Evidemment, tout le monde s’est mis à pousser des cris d’orfraie. A commencer par sa partenaire de gouvernement régional, et aussi Ministre de la Culture. Celle-ci a immédiatement dégainé un communiqué, argumentant le besoin de défendre notre spécificité culturelle, en ne citant que des personnalités… Françaises, à savoir André Malraux et Nicolas Sarkozy, maître à penser du trublion suscité.

Elle, et tant d’autres, aurait pu rétorquer facilement, pour clore le chapitre avant même de l’entamer, que notre Etat Fédéral non plus n’a pas de Ministère de la Culture. Tous simplement parce que, comme l’Etat Fédéral Américain, la culture n’est pas vraiment dans ses prérogatives. Même si certains budgets restent du ressort de l’Etat Fédéral.

A quoi pensent les libéraux ?

Mais essayons de passer au-dessus de cette politique politicienne pour nous intéresser à la vision que l’idéologie libérale a de la culture et de son financement. Pour cela, il faut se tourner vers les Centres d’étude des partis politiques, nos Think Tanks à nous. Chez les libéraux, c’est le Centre Jean Gol qui tient ce rôle.

Le Centre Jean Gol se veut la pointe avancée de la pensée libérale, l’outil de la transformation des mentalités dans notre région gangrénée par la pensée rouge. Alors, précautions d’usage si vous décidez de vous aventurer sur leur site : la pointe avancée du libéralisme nouvelle manière pique un peu. Il faut se frayer un chemin au travers des paniques morales du moment, les analyses du wokisme ou de l’islamisme supposé de nos écoles, ou encore cette carte blanche qui a déjà mal vieilli avant même d’être publiée : “Ne laissons pas la muskophobie tuer la liberté d’expression”. Au milieu de tout cela, on trouve cette étude intitulée : Le financement de la Culture en Amérique, publiée en 2023.

■ **MATÉRIEL RECUEILLI**
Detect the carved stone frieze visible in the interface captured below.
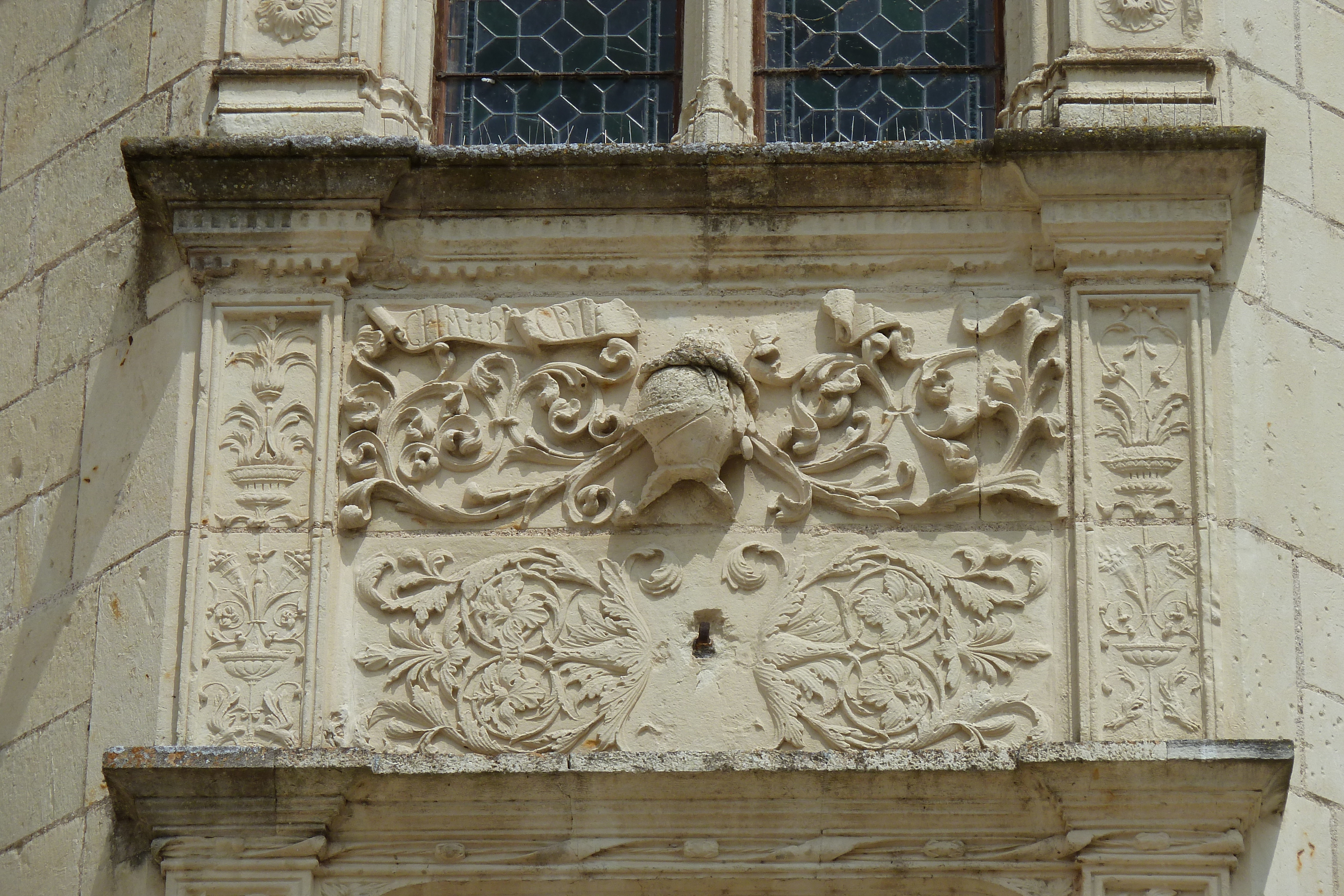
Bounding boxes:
[1097,0,1179,32]
[339,533,1067,755]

■ **CONSIGNE**
Restituez sans rien modifier le passage de l'extrait sur le financement de la culture qui va de "A quoi pensent" à "tient ce rôle.". Le matériel ne sert à rien dans ce travail.

■ **RÉPONSE CI-DESSOUS**
A quoi pensent les libéraux ?

Mais essayons de passer au-dessus de cette politique politicienne pour nous intéresser à la vision que l’idéologie libérale a de la culture et de son financement. Pour cela, il faut se tourner vers les Centres d’étude des partis politiques, nos Think Tanks à nous. Chez les libéraux, c’est le Centre Jean Gol qui tient ce rôle.